Excerpt from a dataset:
=======

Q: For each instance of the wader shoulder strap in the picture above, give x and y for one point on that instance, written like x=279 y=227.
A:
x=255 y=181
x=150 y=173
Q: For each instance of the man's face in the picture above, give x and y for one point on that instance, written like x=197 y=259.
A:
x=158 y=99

=======

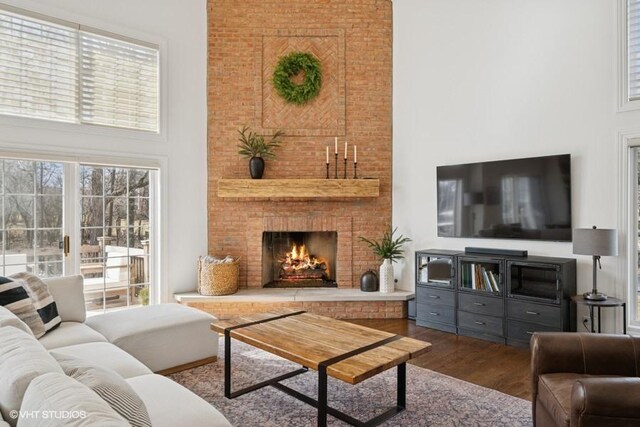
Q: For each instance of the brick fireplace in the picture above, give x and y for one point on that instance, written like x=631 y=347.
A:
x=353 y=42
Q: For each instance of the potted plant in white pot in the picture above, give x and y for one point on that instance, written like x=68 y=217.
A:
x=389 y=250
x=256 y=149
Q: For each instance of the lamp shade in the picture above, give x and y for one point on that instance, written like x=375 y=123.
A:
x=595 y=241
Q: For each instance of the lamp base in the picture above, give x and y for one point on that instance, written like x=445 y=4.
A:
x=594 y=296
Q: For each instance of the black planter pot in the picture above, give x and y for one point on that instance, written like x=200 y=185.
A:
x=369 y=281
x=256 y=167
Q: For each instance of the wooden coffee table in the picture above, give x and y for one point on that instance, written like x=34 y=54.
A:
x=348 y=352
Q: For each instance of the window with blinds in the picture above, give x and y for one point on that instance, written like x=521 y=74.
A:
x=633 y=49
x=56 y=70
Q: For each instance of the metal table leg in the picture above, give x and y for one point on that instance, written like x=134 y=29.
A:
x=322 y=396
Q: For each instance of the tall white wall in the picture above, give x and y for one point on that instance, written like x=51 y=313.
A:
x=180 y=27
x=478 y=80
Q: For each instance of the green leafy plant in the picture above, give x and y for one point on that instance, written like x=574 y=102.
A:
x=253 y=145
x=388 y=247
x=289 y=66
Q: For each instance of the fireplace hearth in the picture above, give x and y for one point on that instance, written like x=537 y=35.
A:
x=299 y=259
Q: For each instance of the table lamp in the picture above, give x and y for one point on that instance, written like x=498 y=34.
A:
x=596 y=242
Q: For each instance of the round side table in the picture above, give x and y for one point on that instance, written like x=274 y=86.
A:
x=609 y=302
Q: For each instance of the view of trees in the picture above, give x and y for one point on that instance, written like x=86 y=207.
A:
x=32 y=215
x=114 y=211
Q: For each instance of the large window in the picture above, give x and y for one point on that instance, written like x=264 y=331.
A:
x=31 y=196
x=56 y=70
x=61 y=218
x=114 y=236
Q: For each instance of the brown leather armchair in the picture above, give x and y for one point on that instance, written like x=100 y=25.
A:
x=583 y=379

=======

**TASK BRIEF**
Report every line in the listing above that contains the word "window". Copy each line in full. Case counts.

**ANSWER FOR THE TASK**
Q: For each instance of the window with blinds in the picture above, give x and y for one point on that instance, written like x=521 y=74.
Q: For each instance of the large window in the picture above, give x and y for one point on that instance, written like x=264 y=331.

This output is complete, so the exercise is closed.